STORED ROWS.
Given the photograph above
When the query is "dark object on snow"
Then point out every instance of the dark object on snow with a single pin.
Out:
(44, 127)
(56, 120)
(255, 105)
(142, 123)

REQUIRED TASK.
Please rewrite the lines above, changing every "dark object" to "black item" and leaving everything else as it is.

EXERCISE RESULT.
Given the photograph above
When the query is "black item on snow"
Then point out every instance of the black item on snow with a single pin.
Out:
(44, 127)
(56, 120)
(255, 105)
(142, 123)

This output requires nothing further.